**Problem description**
Extend the review of Tolkien's essay on fairy-stories, continuing from its last paragraph.

**Document segment**
****************************************

Tolkien on Fairy-stories by J.R.R. Tolkien
Tolkien first defines “Faerie” as a place, and a type of story. According to him, fairies are not required, but a belief in the other world typifies “Faerie.” This belief is not a mock-reality, of what he calls our “Primary Reality,” but a secondary reality, just as real. This is not a place to make-believe, but to truly believe, and here you find the reason children are more apt to like these stories. Children trust, and believe, without the complication of big words and deeper meanings to hide simple truth. However, Tolkien argues these stories are for adults too. This secondary world brings the person out of time here in this reality and into another, perhaps into a timeless reality (which we all may have experienced when we’ve had to go about our business after an hour of great fiction). He cites many stories, of which King Arthur and the Knights of the Round Table resonate in my memory and familiarity.
He argues we are all “sub-creators,” created in the image of a Maker. Herein lies an argument for the existence of God, of which I’m not familiar in philosophical and apologetic circles, since I haven’t a clue of apologetics and philosophy. Imagine the implications of this though. Do you write, create people and worlds? What if they really exist? Are they real enough, or are they flat personalities in their world? Does their world have three dimensions? Four? Two? One? Are you taking care of your creation?
Tolkien offers criticism of many stories and authors, including Chesterton and Shakespeare. Drama, he says, diametrically opposes Fantasy. He writes, “…tragedy is the true form of drama,” but refers to Fantasy as “Eucatastrophe,” which somehow means a happy ending always comes about. He also argues against the critics who call Fantasy an “escapist” practice. He says many other ways exist of escape that seem much more ridiculous, such as the escape into scientific endeavors leading to the creation of weapons of war, leading to destruction.

****************************************

**Data records**
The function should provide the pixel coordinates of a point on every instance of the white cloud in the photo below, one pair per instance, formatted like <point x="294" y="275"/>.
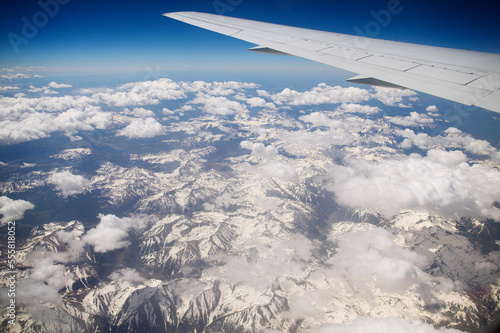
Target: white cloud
<point x="140" y="112"/>
<point x="219" y="105"/>
<point x="13" y="210"/>
<point x="259" y="149"/>
<point x="322" y="94"/>
<point x="142" y="93"/>
<point x="59" y="85"/>
<point x="393" y="97"/>
<point x="413" y="182"/>
<point x="8" y="88"/>
<point x="111" y="233"/>
<point x="454" y="139"/>
<point x="44" y="282"/>
<point x="414" y="119"/>
<point x="372" y="257"/>
<point x="260" y="102"/>
<point x="126" y="274"/>
<point x="358" y="108"/>
<point x="26" y="119"/>
<point x="67" y="183"/>
<point x="385" y="325"/>
<point x="143" y="128"/>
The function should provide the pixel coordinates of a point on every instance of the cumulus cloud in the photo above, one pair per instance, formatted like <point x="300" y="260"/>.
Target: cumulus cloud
<point x="126" y="274"/>
<point x="358" y="108"/>
<point x="372" y="254"/>
<point x="140" y="112"/>
<point x="393" y="97"/>
<point x="260" y="102"/>
<point x="143" y="128"/>
<point x="142" y="93"/>
<point x="259" y="149"/>
<point x="111" y="233"/>
<point x="25" y="119"/>
<point x="271" y="167"/>
<point x="280" y="170"/>
<point x="440" y="182"/>
<point x="414" y="119"/>
<point x="13" y="210"/>
<point x="59" y="85"/>
<point x="67" y="183"/>
<point x="219" y="105"/>
<point x="45" y="280"/>
<point x="322" y="94"/>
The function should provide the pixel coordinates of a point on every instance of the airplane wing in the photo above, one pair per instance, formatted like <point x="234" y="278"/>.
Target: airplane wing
<point x="467" y="77"/>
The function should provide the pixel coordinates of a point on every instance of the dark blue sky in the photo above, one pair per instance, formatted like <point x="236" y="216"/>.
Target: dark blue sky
<point x="110" y="36"/>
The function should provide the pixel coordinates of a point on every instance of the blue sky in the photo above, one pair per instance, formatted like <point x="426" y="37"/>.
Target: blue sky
<point x="120" y="36"/>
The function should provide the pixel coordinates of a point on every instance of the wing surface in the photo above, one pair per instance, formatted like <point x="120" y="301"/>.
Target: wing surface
<point x="467" y="77"/>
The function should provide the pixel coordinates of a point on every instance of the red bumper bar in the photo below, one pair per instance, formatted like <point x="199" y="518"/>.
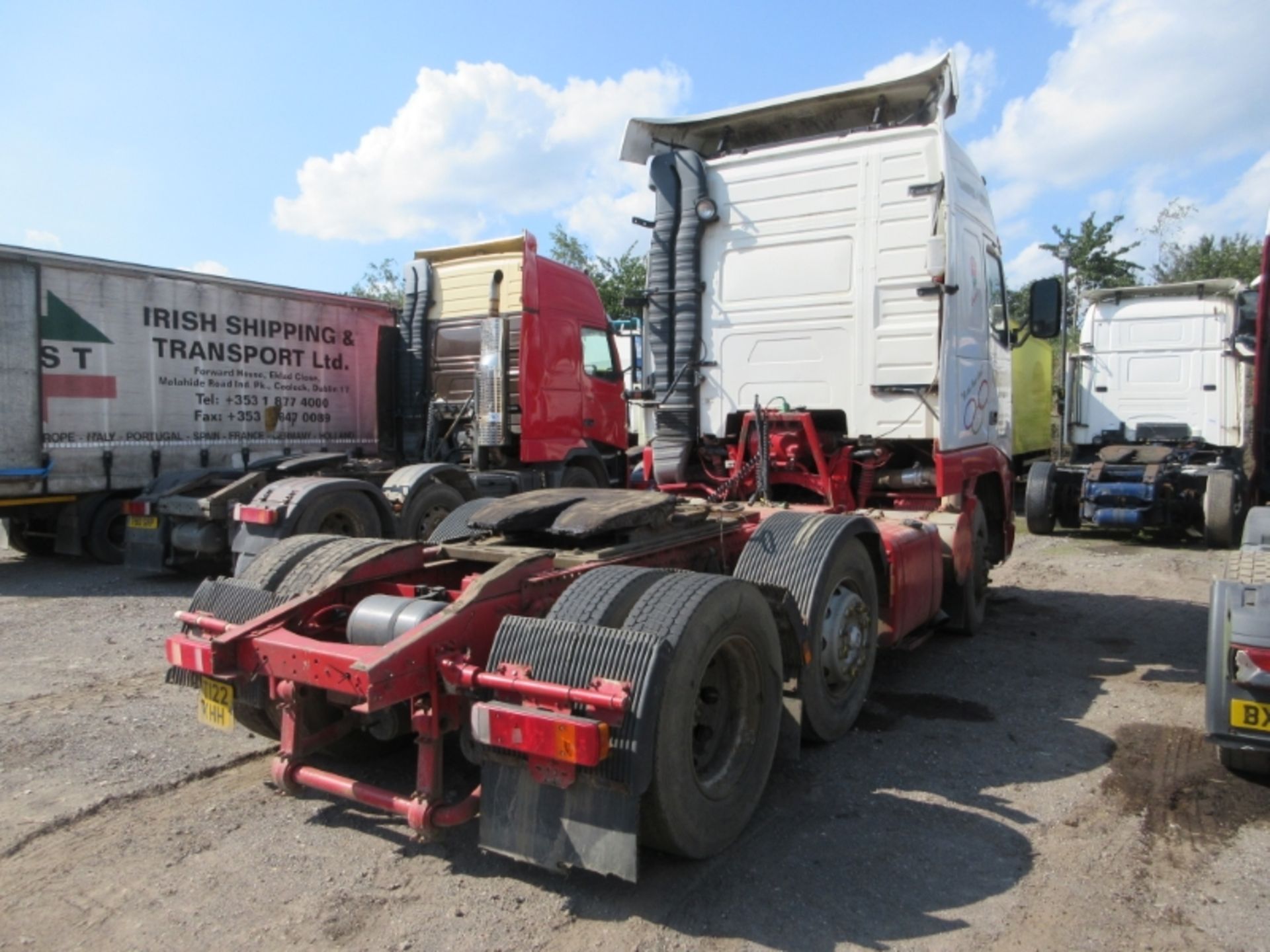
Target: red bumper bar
<point x="419" y="814"/>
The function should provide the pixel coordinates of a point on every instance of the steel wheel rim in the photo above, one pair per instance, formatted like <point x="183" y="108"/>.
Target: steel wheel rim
<point x="338" y="524"/>
<point x="726" y="717"/>
<point x="843" y="639"/>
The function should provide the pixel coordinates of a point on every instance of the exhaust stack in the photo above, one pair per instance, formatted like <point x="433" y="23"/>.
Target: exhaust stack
<point x="492" y="372"/>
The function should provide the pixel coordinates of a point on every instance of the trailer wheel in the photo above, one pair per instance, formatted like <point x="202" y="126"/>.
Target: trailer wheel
<point x="106" y="532"/>
<point x="605" y="596"/>
<point x="429" y="508"/>
<point x="1251" y="762"/>
<point x="343" y="513"/>
<point x="719" y="715"/>
<point x="1039" y="499"/>
<point x="967" y="602"/>
<point x="1223" y="509"/>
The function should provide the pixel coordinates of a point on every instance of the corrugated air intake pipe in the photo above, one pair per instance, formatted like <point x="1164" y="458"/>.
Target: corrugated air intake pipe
<point x="413" y="365"/>
<point x="673" y="324"/>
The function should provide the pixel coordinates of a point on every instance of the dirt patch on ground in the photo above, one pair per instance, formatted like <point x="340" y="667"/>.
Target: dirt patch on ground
<point x="1171" y="777"/>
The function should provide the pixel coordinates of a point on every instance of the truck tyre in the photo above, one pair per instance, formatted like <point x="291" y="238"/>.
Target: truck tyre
<point x="835" y="584"/>
<point x="1039" y="499"/>
<point x="967" y="602"/>
<point x="343" y="513"/>
<point x="429" y="509"/>
<point x="719" y="714"/>
<point x="1251" y="762"/>
<point x="605" y="596"/>
<point x="455" y="527"/>
<point x="273" y="564"/>
<point x="578" y="477"/>
<point x="313" y="569"/>
<point x="106" y="531"/>
<point x="1223" y="509"/>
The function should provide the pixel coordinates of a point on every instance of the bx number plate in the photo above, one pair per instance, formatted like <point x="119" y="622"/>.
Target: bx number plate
<point x="216" y="705"/>
<point x="1250" y="716"/>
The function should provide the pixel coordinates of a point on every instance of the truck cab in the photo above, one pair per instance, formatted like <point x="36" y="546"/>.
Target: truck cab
<point x="1155" y="415"/>
<point x="827" y="317"/>
<point x="501" y="376"/>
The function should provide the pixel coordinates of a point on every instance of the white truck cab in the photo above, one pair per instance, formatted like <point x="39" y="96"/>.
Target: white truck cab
<point x="1155" y="414"/>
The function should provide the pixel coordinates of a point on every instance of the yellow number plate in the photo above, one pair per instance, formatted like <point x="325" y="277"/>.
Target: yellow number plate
<point x="1250" y="716"/>
<point x="216" y="705"/>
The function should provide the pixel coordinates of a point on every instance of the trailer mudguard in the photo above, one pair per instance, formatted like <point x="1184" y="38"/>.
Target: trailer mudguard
<point x="593" y="822"/>
<point x="290" y="499"/>
<point x="402" y="487"/>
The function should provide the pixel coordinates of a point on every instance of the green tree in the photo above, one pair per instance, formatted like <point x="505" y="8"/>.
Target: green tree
<point x="1094" y="262"/>
<point x="1228" y="257"/>
<point x="381" y="282"/>
<point x="615" y="278"/>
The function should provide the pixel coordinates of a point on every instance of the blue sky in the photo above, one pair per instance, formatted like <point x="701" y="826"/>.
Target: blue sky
<point x="295" y="143"/>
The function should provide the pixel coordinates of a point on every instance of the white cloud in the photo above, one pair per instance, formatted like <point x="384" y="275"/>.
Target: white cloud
<point x="480" y="147"/>
<point x="1140" y="79"/>
<point x="42" y="239"/>
<point x="977" y="74"/>
<point x="208" y="267"/>
<point x="1032" y="263"/>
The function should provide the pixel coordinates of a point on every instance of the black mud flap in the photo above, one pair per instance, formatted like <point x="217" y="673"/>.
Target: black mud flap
<point x="588" y="825"/>
<point x="593" y="823"/>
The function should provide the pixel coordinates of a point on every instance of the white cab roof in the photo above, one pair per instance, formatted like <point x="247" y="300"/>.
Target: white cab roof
<point x="910" y="99"/>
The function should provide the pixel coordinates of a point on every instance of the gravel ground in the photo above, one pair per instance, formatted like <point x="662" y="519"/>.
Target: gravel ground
<point x="1042" y="786"/>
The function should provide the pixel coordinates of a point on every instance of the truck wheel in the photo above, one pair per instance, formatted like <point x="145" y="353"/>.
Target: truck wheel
<point x="967" y="602"/>
<point x="272" y="565"/>
<point x="105" y="539"/>
<point x="429" y="509"/>
<point x="833" y="583"/>
<point x="1223" y="509"/>
<point x="605" y="596"/>
<point x="1039" y="499"/>
<point x="345" y="513"/>
<point x="719" y="714"/>
<point x="578" y="477"/>
<point x="313" y="569"/>
<point x="455" y="526"/>
<point x="1253" y="762"/>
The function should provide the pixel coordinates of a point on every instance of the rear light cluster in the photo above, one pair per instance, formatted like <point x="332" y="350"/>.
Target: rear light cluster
<point x="257" y="514"/>
<point x="1251" y="666"/>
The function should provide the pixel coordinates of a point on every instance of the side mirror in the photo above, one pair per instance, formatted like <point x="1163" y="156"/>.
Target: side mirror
<point x="1046" y="309"/>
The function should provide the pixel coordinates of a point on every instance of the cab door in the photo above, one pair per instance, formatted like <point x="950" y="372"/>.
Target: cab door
<point x="603" y="407"/>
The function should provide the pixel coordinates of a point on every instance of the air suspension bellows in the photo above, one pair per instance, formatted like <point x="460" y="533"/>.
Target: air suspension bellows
<point x="673" y="323"/>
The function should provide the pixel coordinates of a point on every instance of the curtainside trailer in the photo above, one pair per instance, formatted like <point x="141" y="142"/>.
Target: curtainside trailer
<point x="114" y="375"/>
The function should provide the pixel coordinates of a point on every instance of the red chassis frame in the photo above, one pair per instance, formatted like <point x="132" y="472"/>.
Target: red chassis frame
<point x="436" y="668"/>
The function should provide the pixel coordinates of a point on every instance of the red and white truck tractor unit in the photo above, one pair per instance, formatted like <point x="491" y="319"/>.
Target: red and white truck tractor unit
<point x="501" y="376"/>
<point x="827" y="375"/>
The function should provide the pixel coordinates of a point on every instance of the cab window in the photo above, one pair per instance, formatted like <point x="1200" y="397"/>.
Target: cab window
<point x="999" y="320"/>
<point x="597" y="356"/>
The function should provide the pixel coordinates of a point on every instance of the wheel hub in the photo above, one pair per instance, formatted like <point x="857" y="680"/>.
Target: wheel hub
<point x="845" y="635"/>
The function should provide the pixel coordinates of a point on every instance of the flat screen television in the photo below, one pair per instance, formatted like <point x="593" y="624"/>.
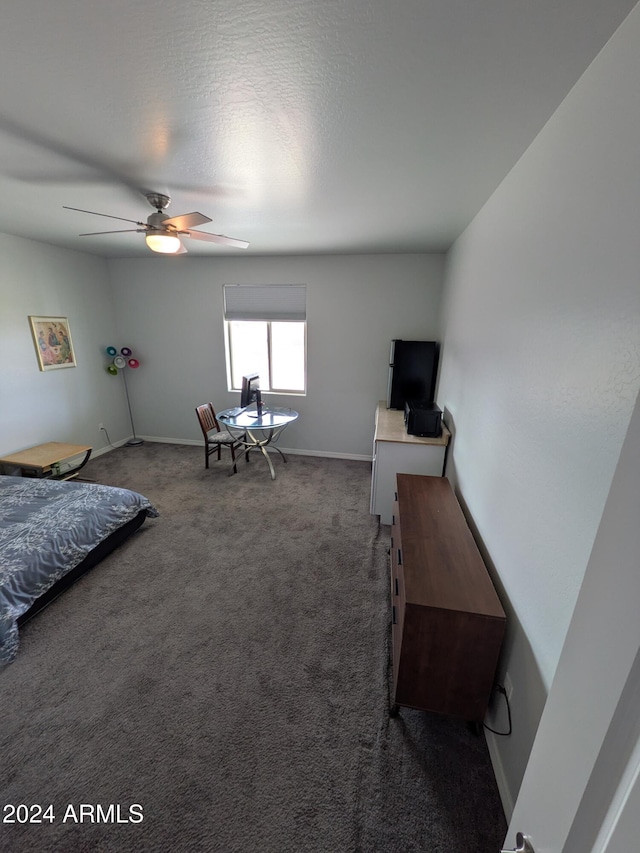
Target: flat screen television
<point x="251" y="392"/>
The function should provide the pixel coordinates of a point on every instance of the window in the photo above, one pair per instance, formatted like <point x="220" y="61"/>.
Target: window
<point x="266" y="334"/>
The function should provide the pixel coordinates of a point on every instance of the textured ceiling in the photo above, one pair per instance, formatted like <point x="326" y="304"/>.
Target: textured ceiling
<point x="302" y="127"/>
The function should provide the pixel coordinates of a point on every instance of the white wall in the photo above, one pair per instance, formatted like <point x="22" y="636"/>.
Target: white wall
<point x="541" y="366"/>
<point x="170" y="311"/>
<point x="57" y="405"/>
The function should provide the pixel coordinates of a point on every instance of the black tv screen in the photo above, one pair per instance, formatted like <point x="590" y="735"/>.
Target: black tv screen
<point x="250" y="390"/>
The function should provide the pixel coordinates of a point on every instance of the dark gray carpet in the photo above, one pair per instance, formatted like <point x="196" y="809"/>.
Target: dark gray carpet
<point x="227" y="669"/>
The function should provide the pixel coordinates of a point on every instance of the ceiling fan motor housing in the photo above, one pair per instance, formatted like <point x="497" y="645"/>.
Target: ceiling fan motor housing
<point x="158" y="200"/>
<point x="156" y="221"/>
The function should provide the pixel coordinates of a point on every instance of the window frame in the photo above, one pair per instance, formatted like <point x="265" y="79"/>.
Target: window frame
<point x="271" y="389"/>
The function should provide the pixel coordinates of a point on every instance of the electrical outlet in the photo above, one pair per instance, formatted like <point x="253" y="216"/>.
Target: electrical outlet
<point x="508" y="686"/>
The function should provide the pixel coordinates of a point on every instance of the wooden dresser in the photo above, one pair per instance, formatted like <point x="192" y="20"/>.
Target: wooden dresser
<point x="447" y="621"/>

****************************************

**Output of the exercise**
Finally, in the last few pages, he comes to the crux of his argument, the final point, which centers on his Christian faith. He says all stories of fantasy and of Fairy (In German referred to as “Elf”) represent a deeper story, a real story of the Christ and his incarnation and death on the cross. He ends in beautiful words, which I took to mean Fantasy reveals the bliss and wonder of eternity in heaven as the understanding of the human race foreshadows what humanity will be like in heaven with resurrected bodies: “All tales may come true; and yet, at the last, redeemed, they may be as like and as unlike the forms that we give them as Man, finally redeemed, will be like and unlike the fallen that we know.”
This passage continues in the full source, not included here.